EXERCISE PROMPT.
Return the lines of the listing below exactly as they appear, beginning at the one with "negative clicks: (352, 32) (352, 37)" and stopping after the one with "positive clicks: (237, 53)"; do not include pictures.

SUPPLIED MATERIAL.
━━━━━━━━━━━━━━━━

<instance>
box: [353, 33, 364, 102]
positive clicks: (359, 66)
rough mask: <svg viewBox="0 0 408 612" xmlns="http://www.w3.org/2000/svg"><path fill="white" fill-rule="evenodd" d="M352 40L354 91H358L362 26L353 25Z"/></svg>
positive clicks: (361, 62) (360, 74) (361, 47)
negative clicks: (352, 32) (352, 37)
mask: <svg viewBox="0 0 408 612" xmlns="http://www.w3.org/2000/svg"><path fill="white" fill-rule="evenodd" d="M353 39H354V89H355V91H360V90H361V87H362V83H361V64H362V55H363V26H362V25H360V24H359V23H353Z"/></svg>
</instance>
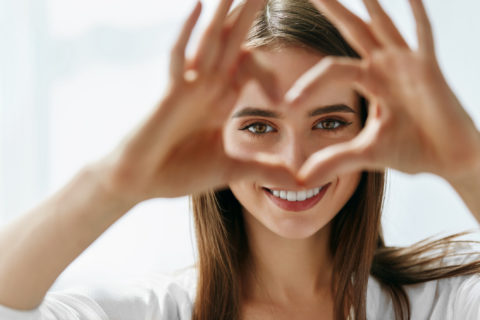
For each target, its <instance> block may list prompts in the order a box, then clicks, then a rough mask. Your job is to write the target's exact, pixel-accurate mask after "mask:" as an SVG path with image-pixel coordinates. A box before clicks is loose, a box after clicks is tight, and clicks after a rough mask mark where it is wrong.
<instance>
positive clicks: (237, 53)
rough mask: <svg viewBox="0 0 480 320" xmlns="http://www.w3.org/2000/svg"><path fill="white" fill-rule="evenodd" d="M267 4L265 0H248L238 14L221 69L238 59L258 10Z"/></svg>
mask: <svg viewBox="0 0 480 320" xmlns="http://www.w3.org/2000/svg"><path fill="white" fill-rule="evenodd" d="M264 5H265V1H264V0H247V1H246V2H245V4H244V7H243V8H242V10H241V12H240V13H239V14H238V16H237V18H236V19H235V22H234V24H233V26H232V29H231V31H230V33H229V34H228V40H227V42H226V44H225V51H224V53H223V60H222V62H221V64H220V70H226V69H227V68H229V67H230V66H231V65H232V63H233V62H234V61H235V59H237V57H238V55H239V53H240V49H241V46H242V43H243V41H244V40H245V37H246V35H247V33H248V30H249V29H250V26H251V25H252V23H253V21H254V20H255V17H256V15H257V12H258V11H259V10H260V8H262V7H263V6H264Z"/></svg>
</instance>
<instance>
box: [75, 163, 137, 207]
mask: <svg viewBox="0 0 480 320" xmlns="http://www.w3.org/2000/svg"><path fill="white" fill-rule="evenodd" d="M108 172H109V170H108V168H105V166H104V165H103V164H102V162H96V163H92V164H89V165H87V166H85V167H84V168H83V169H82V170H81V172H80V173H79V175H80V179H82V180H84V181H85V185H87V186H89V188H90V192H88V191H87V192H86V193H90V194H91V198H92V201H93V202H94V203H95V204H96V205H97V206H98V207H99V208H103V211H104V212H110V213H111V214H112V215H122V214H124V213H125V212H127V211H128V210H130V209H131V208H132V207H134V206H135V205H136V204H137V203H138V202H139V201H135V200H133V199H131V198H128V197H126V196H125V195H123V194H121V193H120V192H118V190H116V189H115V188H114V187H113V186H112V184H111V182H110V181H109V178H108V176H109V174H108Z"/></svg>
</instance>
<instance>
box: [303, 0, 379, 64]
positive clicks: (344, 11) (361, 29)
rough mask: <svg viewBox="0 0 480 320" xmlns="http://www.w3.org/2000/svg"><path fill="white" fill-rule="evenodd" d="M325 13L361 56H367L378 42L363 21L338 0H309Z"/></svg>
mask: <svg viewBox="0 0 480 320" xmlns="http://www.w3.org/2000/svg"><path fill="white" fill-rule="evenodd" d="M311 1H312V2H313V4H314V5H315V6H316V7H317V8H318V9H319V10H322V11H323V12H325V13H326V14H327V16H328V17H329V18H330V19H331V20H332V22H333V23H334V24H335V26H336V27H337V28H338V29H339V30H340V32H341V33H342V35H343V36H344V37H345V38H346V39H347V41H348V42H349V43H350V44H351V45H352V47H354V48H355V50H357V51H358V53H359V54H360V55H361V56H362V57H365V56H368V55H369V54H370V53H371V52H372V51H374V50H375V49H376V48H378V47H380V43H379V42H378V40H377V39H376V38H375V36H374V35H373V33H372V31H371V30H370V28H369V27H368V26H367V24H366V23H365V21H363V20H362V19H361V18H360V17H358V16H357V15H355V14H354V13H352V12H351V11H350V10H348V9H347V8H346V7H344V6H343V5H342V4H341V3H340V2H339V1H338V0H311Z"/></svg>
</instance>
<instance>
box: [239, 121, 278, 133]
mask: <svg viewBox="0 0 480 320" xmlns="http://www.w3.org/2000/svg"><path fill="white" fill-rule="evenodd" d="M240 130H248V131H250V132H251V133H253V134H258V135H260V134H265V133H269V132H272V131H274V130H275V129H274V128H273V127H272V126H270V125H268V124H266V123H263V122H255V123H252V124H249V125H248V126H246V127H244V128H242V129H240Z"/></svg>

━━━━━━━━━━━━━━━━

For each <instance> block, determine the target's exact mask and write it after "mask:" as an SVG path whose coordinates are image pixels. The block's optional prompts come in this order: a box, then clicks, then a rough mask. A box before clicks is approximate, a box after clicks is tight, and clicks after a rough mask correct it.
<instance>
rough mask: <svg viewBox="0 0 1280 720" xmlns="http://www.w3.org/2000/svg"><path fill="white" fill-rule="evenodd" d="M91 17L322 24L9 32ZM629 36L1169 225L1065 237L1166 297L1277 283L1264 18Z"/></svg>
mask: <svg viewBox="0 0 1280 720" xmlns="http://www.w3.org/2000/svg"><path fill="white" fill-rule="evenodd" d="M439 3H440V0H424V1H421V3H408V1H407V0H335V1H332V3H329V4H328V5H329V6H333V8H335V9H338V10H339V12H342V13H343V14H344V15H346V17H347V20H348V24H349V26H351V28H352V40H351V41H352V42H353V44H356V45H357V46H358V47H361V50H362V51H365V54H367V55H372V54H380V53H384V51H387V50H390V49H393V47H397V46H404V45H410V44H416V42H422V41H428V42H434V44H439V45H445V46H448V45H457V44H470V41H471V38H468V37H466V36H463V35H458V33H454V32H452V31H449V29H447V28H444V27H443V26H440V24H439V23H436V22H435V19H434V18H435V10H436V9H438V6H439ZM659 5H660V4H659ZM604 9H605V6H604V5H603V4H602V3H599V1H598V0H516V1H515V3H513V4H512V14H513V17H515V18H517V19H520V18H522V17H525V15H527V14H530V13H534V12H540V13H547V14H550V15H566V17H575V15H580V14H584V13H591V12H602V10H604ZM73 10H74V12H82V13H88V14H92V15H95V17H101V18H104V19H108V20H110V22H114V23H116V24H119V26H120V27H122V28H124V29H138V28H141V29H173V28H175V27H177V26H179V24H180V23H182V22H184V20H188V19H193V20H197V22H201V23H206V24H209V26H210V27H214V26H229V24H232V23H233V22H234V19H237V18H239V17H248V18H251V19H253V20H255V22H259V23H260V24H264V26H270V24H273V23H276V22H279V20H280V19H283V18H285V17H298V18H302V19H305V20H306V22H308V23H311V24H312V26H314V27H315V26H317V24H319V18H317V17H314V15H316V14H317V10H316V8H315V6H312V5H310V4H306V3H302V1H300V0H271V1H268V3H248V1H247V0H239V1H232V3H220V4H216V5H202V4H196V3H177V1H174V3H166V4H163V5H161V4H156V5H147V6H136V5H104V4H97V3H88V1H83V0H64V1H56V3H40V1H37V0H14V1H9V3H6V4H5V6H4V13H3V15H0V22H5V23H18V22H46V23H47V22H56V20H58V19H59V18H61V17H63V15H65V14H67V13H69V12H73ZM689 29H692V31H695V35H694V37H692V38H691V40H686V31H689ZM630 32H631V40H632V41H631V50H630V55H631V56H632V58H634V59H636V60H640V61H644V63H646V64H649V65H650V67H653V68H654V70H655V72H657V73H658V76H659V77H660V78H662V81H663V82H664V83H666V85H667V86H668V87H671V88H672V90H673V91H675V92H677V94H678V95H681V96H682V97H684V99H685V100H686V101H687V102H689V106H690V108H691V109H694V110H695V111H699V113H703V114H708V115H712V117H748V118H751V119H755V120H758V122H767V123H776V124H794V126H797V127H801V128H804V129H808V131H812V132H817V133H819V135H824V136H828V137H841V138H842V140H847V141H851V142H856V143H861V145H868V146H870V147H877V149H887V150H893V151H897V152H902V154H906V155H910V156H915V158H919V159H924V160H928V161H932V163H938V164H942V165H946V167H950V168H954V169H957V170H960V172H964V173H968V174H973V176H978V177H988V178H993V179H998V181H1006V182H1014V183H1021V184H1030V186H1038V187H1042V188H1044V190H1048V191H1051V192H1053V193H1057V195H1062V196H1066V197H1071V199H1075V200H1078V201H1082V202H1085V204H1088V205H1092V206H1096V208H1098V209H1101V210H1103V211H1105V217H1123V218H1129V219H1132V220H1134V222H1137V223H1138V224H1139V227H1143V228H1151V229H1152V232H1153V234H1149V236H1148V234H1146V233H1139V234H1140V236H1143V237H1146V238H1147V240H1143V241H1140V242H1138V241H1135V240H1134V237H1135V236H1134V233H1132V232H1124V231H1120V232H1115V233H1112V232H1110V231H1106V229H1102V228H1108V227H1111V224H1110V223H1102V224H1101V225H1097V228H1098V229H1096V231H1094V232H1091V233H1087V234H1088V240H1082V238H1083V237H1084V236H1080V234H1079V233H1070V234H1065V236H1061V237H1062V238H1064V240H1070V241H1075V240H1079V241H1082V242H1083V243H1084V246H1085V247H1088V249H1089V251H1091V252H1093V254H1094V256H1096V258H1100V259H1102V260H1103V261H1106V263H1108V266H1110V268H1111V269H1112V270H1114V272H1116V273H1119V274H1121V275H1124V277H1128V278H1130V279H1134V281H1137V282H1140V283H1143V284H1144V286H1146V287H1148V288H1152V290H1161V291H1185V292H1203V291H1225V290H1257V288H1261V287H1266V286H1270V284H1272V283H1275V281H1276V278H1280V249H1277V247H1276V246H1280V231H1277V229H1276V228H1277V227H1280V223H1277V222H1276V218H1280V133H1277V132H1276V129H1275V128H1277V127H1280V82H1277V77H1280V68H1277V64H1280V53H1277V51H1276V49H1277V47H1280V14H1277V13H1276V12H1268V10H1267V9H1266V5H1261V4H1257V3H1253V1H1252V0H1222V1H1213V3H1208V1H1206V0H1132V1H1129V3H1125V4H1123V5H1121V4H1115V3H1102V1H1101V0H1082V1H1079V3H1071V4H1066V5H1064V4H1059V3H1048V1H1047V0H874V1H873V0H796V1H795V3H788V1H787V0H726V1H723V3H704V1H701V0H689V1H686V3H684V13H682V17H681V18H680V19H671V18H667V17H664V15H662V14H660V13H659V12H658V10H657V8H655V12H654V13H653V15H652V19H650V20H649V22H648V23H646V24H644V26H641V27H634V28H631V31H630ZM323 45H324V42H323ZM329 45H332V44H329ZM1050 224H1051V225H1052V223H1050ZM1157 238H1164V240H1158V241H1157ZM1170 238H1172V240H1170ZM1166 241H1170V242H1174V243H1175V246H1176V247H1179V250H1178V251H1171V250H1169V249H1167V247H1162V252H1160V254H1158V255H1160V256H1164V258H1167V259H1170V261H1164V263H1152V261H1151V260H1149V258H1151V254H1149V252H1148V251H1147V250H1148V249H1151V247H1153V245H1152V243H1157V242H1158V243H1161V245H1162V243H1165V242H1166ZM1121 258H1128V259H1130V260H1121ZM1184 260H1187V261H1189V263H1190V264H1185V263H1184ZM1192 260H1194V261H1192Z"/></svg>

━━━━━━━━━━━━━━━━

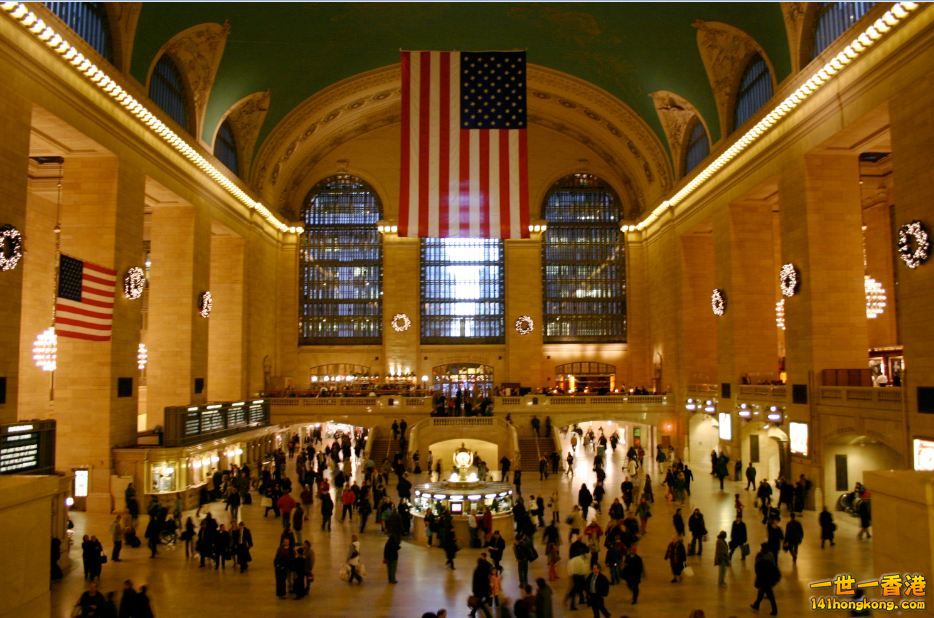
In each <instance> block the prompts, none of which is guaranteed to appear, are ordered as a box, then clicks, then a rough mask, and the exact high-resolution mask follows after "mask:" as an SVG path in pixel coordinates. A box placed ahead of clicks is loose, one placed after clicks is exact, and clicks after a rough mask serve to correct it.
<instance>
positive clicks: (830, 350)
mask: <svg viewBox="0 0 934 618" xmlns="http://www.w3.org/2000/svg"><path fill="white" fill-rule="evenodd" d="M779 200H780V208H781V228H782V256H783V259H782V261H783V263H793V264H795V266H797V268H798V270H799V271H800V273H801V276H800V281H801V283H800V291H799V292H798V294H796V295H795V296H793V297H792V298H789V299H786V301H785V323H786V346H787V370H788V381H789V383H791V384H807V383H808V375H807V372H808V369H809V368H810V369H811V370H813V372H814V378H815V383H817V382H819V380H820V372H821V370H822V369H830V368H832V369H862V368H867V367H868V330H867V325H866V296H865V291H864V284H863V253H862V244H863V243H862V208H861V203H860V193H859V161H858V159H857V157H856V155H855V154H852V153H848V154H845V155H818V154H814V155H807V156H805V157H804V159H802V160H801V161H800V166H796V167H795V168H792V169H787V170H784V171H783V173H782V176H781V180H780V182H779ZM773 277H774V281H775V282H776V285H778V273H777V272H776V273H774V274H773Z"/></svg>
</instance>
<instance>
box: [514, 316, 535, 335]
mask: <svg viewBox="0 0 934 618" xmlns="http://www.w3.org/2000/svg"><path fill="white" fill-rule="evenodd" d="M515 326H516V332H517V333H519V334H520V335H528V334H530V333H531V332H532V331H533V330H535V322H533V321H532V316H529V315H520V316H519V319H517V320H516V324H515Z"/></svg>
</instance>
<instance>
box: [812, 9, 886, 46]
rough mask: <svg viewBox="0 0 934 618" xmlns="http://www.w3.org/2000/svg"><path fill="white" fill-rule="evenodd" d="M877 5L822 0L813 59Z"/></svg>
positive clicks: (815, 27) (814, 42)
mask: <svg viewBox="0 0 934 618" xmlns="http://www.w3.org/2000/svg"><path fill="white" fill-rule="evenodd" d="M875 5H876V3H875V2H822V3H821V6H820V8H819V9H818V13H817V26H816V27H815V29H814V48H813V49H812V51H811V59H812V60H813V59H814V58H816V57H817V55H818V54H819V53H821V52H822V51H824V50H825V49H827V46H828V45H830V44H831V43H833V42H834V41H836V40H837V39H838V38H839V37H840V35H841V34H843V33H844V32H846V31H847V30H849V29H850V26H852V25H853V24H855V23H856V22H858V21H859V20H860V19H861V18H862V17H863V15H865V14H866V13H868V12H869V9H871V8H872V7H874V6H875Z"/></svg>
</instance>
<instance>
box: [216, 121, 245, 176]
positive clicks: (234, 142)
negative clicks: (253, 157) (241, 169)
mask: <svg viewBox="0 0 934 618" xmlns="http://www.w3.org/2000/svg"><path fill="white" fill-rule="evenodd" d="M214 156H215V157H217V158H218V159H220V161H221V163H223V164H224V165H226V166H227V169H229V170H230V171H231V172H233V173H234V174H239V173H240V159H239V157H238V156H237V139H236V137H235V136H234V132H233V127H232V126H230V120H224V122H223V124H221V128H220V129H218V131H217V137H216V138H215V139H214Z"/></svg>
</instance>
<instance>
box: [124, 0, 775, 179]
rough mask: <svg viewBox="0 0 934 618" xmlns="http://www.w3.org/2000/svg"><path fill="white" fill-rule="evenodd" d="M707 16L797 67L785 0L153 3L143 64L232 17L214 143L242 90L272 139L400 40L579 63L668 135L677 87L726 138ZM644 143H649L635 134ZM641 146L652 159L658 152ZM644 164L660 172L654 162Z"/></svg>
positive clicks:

━━━━━━━━━━━━━━━━

WRITTEN ANSWER.
negative clicks: (352, 32) (352, 37)
mask: <svg viewBox="0 0 408 612" xmlns="http://www.w3.org/2000/svg"><path fill="white" fill-rule="evenodd" d="M353 39H354V89H355V91H360V90H361V87H362V83H361V64H362V55H363V26H362V25H360V24H359V23H353Z"/></svg>
</instance>
For each target, its <instance> block may list prompts in the order a box, then clicks, then a rough mask. Your job is to write the target's exact, pixel-accurate mask after "mask:" as an SVG path with image-pixel coordinates. A box before clicks is loose, a box after clicks is tight, and clicks after a rough mask mark where it is wrong.
<instance>
positive clicks: (237, 53)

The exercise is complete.